# consequences of the uniform boundedness theorem

Let $$X$$ be the function space defined in the following way. A function $$x$$ belongs to $$X$$ iff the two conditions are satisfied:

i) $$x : \mathbb{R} \rightarrow \mathbb{R}$$

ii) there exists a compact interval $$I_x$$ of $$\mathbb{R}$$ such that $$x(t) = 0$$ for every $$t \in \mathbb{R} | I_x$$.

$$T_nx = \int^n_0 x(s) ds$$ for every $$x \in X$$.

where the norm $$||x|| = max_{t \in \mathbb{R}} |x(t)|$$ and $$n \in \mathbb{N}$$.

DIRECTIONS FOR THIS TASK
In the passage above on the uniform boundedness theorem, how is the norm of x defined?

MATERIAL PROVIDED
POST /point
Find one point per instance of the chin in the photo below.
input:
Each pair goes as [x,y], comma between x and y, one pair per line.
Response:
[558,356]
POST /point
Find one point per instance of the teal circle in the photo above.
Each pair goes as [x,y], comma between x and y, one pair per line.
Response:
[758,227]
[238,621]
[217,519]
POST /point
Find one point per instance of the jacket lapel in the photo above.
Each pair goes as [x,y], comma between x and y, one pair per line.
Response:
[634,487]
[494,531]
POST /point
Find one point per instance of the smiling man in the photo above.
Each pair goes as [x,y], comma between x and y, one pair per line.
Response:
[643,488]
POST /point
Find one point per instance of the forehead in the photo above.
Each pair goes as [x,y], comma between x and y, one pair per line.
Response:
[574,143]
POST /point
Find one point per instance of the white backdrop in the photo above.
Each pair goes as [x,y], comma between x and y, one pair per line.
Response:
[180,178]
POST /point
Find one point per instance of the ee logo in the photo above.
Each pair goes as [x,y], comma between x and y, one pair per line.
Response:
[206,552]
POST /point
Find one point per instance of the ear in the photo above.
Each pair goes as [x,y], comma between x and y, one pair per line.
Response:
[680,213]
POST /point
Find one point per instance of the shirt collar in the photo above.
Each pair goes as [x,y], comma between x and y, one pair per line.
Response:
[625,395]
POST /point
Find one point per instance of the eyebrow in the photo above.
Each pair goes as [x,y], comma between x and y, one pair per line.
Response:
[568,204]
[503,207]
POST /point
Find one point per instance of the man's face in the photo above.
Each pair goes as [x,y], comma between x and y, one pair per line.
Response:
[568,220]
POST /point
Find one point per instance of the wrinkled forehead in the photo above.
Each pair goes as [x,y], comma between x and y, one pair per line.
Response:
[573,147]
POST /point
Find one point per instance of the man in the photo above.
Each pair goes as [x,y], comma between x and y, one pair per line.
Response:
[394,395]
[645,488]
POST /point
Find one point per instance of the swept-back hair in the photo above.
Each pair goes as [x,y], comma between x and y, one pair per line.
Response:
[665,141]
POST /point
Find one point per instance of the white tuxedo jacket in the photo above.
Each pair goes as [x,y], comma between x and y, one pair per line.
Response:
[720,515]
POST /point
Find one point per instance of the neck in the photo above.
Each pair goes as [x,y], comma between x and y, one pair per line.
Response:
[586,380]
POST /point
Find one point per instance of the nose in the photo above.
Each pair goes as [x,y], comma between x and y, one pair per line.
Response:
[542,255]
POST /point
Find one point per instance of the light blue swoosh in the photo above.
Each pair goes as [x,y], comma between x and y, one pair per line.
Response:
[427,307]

REPLY TO THE EXERCISE
It is the maximum over all real t of |x(t)|.